Exercise brief —
Reproduce the records between the lines holding "Pick out each instance of the small" and "x=843 y=1077", inclusive, keeping every line, and add 36 to each x and y coordinate in the answers.
## BEGIN
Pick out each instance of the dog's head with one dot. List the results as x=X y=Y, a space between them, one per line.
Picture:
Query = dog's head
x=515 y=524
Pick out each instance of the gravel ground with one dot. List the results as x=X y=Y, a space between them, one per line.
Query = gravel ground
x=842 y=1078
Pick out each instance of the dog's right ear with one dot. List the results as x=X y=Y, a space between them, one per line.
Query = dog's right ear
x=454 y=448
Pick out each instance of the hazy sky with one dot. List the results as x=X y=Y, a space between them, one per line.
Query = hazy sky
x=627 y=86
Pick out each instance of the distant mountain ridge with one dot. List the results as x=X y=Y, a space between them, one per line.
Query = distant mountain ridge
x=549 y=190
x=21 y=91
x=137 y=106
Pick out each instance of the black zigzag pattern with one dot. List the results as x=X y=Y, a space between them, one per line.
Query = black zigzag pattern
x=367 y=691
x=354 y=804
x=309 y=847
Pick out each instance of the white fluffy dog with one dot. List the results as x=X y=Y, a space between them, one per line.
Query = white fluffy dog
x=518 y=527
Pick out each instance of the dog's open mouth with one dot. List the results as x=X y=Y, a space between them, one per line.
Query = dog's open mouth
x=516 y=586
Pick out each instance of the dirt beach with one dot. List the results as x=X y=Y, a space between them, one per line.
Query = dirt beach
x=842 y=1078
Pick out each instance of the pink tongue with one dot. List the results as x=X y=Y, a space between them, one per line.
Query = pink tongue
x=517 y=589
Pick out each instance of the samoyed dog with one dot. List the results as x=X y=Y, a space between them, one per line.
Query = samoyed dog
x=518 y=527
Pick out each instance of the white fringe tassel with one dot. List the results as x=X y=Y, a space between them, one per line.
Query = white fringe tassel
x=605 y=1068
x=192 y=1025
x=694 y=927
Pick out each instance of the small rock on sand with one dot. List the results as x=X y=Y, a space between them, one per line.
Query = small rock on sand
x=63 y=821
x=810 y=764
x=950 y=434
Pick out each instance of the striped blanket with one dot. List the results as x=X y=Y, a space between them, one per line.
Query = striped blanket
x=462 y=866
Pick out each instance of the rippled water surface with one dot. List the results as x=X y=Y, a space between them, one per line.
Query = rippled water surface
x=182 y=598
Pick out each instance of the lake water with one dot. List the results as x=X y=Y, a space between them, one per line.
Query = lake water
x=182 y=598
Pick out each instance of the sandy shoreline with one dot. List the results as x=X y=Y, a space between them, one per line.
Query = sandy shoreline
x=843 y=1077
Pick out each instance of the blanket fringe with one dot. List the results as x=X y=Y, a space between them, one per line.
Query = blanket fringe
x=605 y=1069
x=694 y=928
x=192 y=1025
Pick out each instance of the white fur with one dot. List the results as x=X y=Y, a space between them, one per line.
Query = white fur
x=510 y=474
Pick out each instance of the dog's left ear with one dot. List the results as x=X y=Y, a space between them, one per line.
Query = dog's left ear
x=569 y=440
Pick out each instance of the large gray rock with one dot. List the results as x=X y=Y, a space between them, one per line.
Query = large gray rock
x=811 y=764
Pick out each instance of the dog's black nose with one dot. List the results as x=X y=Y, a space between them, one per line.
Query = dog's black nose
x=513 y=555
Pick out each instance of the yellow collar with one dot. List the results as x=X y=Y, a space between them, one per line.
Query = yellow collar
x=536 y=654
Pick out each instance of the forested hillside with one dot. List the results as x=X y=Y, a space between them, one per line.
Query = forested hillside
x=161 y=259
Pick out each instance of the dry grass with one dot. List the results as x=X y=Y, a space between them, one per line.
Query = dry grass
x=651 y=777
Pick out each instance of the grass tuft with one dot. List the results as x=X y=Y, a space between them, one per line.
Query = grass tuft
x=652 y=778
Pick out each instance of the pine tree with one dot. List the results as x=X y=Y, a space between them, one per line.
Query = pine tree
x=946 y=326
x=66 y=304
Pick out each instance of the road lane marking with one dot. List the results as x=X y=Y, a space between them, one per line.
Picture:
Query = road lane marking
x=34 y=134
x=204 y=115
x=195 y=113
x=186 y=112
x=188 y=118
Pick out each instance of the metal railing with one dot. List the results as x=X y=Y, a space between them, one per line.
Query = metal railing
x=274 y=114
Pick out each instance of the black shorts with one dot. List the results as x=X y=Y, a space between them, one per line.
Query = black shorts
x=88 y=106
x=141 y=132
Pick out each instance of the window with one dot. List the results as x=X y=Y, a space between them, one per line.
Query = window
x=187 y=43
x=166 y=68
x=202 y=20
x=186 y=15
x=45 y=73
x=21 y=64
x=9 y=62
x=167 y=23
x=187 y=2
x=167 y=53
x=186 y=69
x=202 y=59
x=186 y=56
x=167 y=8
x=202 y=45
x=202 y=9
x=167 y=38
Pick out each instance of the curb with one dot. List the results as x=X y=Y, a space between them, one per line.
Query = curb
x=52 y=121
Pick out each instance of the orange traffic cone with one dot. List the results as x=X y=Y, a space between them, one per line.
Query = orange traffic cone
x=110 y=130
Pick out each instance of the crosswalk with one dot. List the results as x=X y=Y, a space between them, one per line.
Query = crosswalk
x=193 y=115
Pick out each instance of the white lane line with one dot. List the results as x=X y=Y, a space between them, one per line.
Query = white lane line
## END
Exercise output —
Pick out each instance of the small rock on sand with one dot. List the results as x=X y=Y, a space between them, one per line.
Query = small rock on sand
x=99 y=857
x=846 y=800
x=986 y=470
Pick out each instance of the striped blanket with one dot. List the results as x=X y=Y, a space between them, one per line.
Query = striped blanket
x=498 y=902
Pick out each instance of the rippled water surface with one dot. List the results as x=X y=Y, a space between them, one per line.
Query = rippled water surface
x=218 y=634
Pick out each instance of the lake water with one dot. List the results as x=X y=Y, a space between them, one per line.
Query = lake water
x=218 y=634
Pick out each instance of the sandy shoreline with one dot. List the results as x=X y=Y, a space between them, one per line.
Query = sandy shoreline
x=879 y=1113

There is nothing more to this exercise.